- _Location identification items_
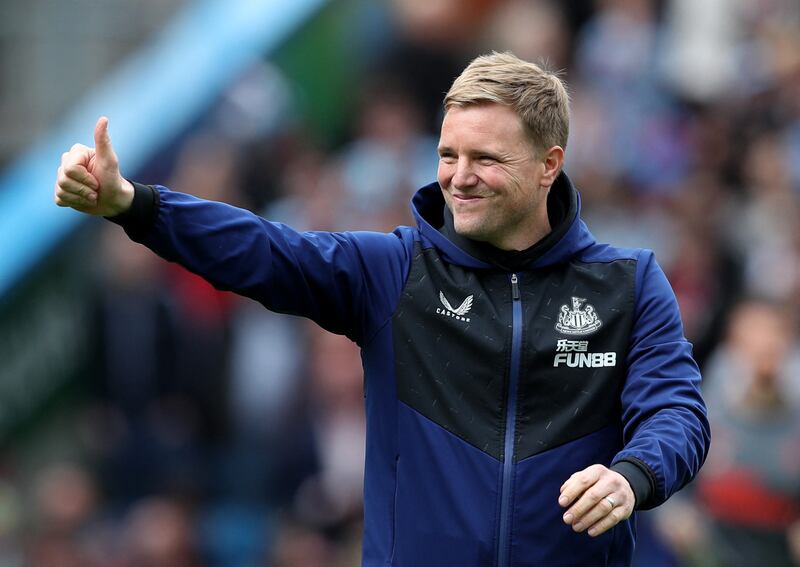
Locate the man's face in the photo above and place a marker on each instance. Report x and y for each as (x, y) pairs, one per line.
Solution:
(491, 177)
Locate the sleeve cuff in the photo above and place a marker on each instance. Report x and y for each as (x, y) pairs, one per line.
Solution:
(640, 479)
(141, 215)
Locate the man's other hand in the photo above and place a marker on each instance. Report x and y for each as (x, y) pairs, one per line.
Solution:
(597, 499)
(89, 180)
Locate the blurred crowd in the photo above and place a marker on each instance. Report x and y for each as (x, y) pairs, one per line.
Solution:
(220, 434)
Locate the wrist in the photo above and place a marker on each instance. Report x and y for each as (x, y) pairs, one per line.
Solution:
(125, 200)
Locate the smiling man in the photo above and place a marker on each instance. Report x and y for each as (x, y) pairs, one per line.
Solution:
(526, 388)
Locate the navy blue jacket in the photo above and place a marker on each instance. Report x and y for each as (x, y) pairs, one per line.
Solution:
(489, 377)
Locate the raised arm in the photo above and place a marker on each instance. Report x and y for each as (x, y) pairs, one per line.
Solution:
(347, 282)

- _TASK TO COMPLETE_
Rewrite all the items with "place a marker on" renamed to "put a point on" throughout, keeping everything else the same. Omit the pictures from your answer.

- _EXERCISE RESPONSE_
Locate the man's face in the photo above and put a point on each instance. Report x and y for each as (x, y) pairs, one per line.
Solution:
(491, 177)
Locate the sleeve cuff in the photo above and put a point on each instance. Report x and y for each as (x, y) pairs, one per line.
Solution:
(640, 479)
(141, 215)
Locate the man's other hand in the photo above and put a point on each instance. Report x and y for each as (x, y) pairs, one per line.
Solution:
(597, 499)
(89, 180)
Locate the blurred crowd in the photo above and put a point on each instance. Report x and y for each as (x, y) pairs, one per line.
Solution:
(220, 434)
Locate the wrist in the photo above and put a point on each instance. Report x and y for each as (x, y) pairs, one per line.
Solution:
(125, 200)
Locate the smiling man in the photo above and put a point on each instance. Report x and y for each as (x, y) pairs, one per line.
Solution:
(526, 388)
Locate the navy blue jacket in the photo above and put a point on each instance. Report x and y for each as (x, y) pairs, one per line.
Solution:
(489, 377)
Locate the raised arm in the photo above and put a point on each instance. Report x and y for each as (x, y) pairs, one per line.
Solution:
(347, 282)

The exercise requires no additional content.